THE TASK> Output the records, every one, exactly as given.

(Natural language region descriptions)
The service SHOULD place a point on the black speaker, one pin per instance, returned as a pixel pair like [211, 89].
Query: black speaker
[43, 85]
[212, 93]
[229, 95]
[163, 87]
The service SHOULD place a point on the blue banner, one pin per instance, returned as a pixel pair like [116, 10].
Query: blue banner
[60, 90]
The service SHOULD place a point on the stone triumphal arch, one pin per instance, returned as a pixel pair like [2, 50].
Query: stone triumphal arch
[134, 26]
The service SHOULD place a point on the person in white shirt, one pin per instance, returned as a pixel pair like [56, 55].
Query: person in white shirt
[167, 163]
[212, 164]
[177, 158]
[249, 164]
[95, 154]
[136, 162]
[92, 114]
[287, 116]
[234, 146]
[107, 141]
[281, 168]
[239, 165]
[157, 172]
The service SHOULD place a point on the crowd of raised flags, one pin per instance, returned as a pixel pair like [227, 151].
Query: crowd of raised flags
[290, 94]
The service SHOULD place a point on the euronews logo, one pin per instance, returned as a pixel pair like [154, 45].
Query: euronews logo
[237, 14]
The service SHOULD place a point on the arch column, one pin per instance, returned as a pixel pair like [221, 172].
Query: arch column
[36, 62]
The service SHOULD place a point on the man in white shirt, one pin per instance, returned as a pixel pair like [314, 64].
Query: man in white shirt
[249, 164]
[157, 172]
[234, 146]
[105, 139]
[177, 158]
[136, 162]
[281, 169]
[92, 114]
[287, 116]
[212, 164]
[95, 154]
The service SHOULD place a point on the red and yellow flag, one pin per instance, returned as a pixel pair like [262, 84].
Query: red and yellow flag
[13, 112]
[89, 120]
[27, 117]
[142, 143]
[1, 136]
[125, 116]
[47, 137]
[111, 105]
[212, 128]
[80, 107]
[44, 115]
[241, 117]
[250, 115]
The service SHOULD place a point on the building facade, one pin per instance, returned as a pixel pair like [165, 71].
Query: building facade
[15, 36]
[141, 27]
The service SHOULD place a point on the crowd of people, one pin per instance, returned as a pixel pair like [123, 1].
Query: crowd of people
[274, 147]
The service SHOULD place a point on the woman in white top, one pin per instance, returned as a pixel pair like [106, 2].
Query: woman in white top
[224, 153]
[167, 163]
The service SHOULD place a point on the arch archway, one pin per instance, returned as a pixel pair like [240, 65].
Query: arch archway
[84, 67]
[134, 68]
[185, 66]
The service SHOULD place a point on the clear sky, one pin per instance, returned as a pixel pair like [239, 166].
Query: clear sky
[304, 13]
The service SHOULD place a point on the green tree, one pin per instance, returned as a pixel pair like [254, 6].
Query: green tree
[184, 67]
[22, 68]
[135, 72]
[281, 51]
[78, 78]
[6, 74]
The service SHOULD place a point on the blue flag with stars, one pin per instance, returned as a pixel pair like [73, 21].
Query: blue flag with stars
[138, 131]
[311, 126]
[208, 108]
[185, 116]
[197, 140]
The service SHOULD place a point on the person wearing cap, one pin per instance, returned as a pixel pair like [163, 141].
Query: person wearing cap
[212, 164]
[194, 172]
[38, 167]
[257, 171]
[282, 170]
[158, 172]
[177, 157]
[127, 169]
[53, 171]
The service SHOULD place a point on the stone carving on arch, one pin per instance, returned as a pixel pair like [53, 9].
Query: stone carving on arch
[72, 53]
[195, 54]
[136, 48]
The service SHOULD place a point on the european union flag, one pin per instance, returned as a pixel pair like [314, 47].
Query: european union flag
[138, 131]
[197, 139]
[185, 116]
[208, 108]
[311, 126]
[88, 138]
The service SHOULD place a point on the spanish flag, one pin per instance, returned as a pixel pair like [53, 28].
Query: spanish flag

SOLUTION FOR THIS PROBLEM>
The service SHOULD place a point on the black speaker, one pin per instance, returned as a pixel pair like [211, 89].
Query: black speaker
[43, 85]
[212, 93]
[229, 95]
[163, 87]
The service SHOULD place a point on the blue banner, one pin per instance, returned as a pixel pair like [116, 10].
Query: blue banner
[60, 90]
The service SHOULD place a point on the stone triumphal arch, one pin per instance, returned as a pixel pair like [2, 50].
Query: stone triumphal arch
[134, 26]
The service SHOULD place a point on the person in white shirt, one pin per instance, returned as a pixel pair like [56, 55].
Query: person in white shirt
[167, 163]
[212, 164]
[177, 158]
[249, 164]
[95, 154]
[136, 162]
[92, 114]
[287, 116]
[234, 146]
[107, 141]
[281, 168]
[239, 165]
[157, 172]
The service SHOULD place a point on the crowd of raised flags, one pin per instance, returned as a pixel pair like [227, 151].
Query: crowd of raised flags
[290, 94]
The service SHOULD place a point on the euronews logo, one pin per instance, returned as a pixel pair like [154, 45].
Query: euronews logo
[237, 14]
The service SHOULD place a point on the arch column, one pin per instance, returned as a pixel pair like [221, 172].
Query: arch column
[36, 62]
The service SHOULD place a point on the man in white shirt, one pin per instance, returned as a pixel pair like [314, 64].
Query: man in white shirt
[249, 164]
[157, 172]
[234, 146]
[105, 139]
[177, 158]
[136, 162]
[281, 169]
[92, 114]
[287, 116]
[212, 164]
[95, 154]
The service SHOULD place a point on the red and yellow flag, one pin per instance, returned as a pixel pair like [262, 84].
Query: red and yellow flag
[13, 112]
[89, 120]
[27, 117]
[142, 143]
[1, 136]
[125, 116]
[47, 137]
[111, 105]
[212, 128]
[80, 107]
[44, 115]
[241, 117]
[250, 115]
The service SHOULD place a point on the building facade, one pin per instance, returned as a pixel pair like [165, 71].
Query: building facade
[15, 36]
[141, 27]
The service SHOULD place a point on the crowd of people, one pin per instance, returned as a pixel pair like [123, 1].
Query: crowd of people
[274, 147]
The service SHOULD place a point on the woman in white top, one pin per instance, returned as a pixel pair like [106, 2].
Query: woman in white top
[224, 153]
[167, 163]
The service SHOULD place a point on the arch archway, one pin per instance, returned as a pixel pair like [240, 65].
Query: arch archway
[84, 67]
[134, 68]
[185, 66]
The service SHOULD place a point on the clear sky, one pin per instance, returned as a pixel pair like [239, 166].
Query: clear sky
[304, 13]
The service SHOULD place a point on the green tree, one pin per instance, returned as a pixel pair like [254, 6].
Query: green tree
[184, 67]
[22, 68]
[135, 72]
[281, 51]
[78, 78]
[6, 74]
The service SHOULD place a point on the blue flag with stars, one pin per instance, returned as a pixel pair like [73, 21].
Query: blue flag with stars
[138, 131]
[311, 126]
[208, 108]
[185, 116]
[197, 140]
The service SHOULD place a point on the person wearing cap, one pin per instance, returned as a pixel pair like [163, 141].
Query: person wearing cap
[212, 164]
[194, 172]
[38, 167]
[257, 171]
[282, 170]
[158, 172]
[177, 157]
[127, 169]
[53, 171]
The service SHOULD place a point on the stone carving on arch, one pin per instance, returned as a pixel pair like [53, 9].
Query: stone carving on arch
[72, 53]
[195, 54]
[136, 48]
The service SHOULD place a point on the european union flag, one pin per instance, returned as a pixel pair like [314, 47].
Query: european union flag
[138, 131]
[197, 139]
[185, 116]
[208, 108]
[311, 126]
[88, 138]
The service SHOULD place a point on the spanish flag, one pin per instance, returned as a pixel pair like [53, 28].
Query: spanish flag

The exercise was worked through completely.